== READING TEXT ==

The Federal Open Market Committee (FOMC) concluded a two-day meeting Wednesday with no change in the benchmark funds rate. While no change was expected, investors appeared to be emboldened by the Fed’s updated dot-plot rate projection, which maintained an outlook for three quarter-point cuts this year.

Relatively benign post-meeting comments from Fed Chair Jerome Powell were also well-received, sparking a late rally that propelled the S&P 500® index (SPX) to its 19th record high close of 2024.

Powell’s comments seemed to reassure investors that even if the economy continues producing jobs and retains firm growth, that won’t necessarily forestall rate cuts, said Kevin Gordon, senior investment strategist at Schwab.

The Fed’s message “hasn’t changed regarding inflation, policy, or growth,” Gordon said. “It’s still waiting for data that supports a sustainable move towards their 2% long-term inflation target, and we’re not there quite yet.

“One of the more notable mentions from Powell was the fact that strong job growth, in and of itself, is not a reason to hold off on cutting rates,” Gordon added. “I think that’s a subtle hint at the fact that they are quite optimistic on labor supply and productivity.”

Semiconductor shares look to get out of the gate strong after Micron Technology (MU) reported an unexpected quarterly profit after Wednesday’s close. Micron shares soared around 17% in premarket trading.

===
== SUPPLIED INFORMATION ==

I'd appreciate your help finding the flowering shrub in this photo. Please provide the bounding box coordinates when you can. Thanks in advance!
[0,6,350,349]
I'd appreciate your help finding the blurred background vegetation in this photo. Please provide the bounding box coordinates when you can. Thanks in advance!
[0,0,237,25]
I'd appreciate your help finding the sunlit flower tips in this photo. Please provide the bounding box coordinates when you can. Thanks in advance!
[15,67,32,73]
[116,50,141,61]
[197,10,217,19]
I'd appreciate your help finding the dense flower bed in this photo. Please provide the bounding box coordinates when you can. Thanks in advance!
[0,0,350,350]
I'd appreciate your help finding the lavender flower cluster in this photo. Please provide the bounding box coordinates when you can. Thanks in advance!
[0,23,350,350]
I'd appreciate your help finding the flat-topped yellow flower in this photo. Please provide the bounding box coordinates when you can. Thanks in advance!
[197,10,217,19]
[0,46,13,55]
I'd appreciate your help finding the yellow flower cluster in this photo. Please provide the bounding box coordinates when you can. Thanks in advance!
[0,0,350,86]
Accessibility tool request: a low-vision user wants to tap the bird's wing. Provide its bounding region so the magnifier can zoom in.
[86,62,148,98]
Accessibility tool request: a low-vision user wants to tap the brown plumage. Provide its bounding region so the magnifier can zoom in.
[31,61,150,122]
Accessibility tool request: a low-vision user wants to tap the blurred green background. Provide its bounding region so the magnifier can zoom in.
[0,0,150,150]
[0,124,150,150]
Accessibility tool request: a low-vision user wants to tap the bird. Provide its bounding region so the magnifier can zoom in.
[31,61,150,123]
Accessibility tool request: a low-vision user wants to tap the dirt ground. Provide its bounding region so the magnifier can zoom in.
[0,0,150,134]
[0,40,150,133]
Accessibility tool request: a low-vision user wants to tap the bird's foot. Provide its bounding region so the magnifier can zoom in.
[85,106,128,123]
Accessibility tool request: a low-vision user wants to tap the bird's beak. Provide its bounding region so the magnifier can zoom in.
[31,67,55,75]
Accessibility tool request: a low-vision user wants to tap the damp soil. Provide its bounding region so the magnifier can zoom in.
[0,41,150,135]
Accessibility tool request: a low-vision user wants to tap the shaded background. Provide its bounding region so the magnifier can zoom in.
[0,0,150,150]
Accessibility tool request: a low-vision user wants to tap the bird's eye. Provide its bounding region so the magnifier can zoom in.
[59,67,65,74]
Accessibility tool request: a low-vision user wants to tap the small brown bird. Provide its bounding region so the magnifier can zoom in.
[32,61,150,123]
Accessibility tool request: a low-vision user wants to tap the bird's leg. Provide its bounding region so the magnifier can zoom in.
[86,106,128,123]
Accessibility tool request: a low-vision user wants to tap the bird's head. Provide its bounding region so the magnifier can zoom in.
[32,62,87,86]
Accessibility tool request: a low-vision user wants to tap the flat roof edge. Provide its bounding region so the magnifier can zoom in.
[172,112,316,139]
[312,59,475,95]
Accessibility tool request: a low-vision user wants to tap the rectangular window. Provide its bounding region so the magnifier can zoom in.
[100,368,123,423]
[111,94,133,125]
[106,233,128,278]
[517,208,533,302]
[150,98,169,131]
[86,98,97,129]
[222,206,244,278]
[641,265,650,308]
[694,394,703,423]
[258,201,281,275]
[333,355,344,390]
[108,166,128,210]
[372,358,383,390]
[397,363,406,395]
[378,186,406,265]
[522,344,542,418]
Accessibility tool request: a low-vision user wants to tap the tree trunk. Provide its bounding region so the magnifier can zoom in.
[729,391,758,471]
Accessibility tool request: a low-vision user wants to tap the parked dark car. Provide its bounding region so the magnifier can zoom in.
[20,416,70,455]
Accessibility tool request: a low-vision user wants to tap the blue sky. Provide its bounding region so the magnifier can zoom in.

===

Reproduce the passage of the Fed meeting report above, starting at the words "The Federal Open" and ending after the words "cuts this year.".

The Federal Open Market Committee (FOMC) concluded a two-day meeting Wednesday with no change in the benchmark funds rate. While no change was expected, investors appeared to be emboldened by the Fed’s updated dot-plot rate projection, which maintained an outlook for three quarter-point cuts this year.